Change "Find" to "Locate" in the records starting at the line that contains "Find the dense foliage background." and ending at the line that contains "[0,203,96,347]", keeping everything else the same. Return only those lines.

● **Source records**
>> begin

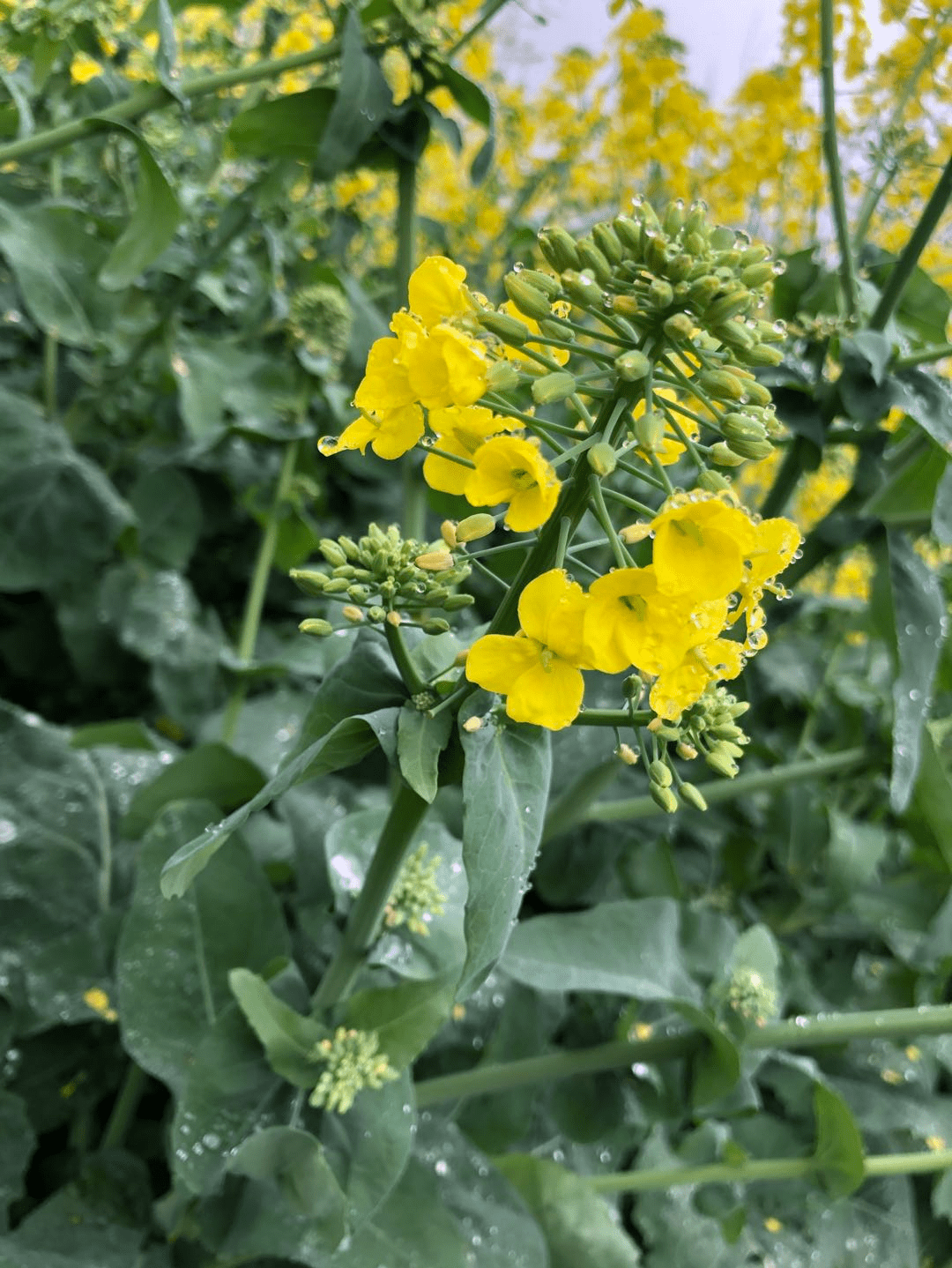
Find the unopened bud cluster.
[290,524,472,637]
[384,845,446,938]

>> end
>> begin

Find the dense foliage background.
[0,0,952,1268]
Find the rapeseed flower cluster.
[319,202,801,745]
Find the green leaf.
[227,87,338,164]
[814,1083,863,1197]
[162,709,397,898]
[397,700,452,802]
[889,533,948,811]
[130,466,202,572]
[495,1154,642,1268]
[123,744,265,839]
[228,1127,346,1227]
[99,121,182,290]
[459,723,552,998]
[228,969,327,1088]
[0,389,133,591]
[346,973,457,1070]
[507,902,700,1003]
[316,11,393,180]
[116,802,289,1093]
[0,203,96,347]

>> end

● **Completed exercise**
Locate the dense foliage background.
[0,0,952,1268]
Locate the rapeseed flower cluster.
[319,202,801,745]
Locate the green leaf.
[227,87,338,164]
[814,1083,863,1197]
[162,709,397,898]
[397,700,452,802]
[889,533,948,811]
[130,466,202,572]
[495,1154,642,1268]
[123,744,265,839]
[228,1127,346,1227]
[99,121,182,290]
[459,723,552,998]
[228,969,327,1088]
[0,389,133,591]
[346,973,457,1070]
[507,902,700,1003]
[316,11,393,180]
[116,802,289,1093]
[0,203,96,347]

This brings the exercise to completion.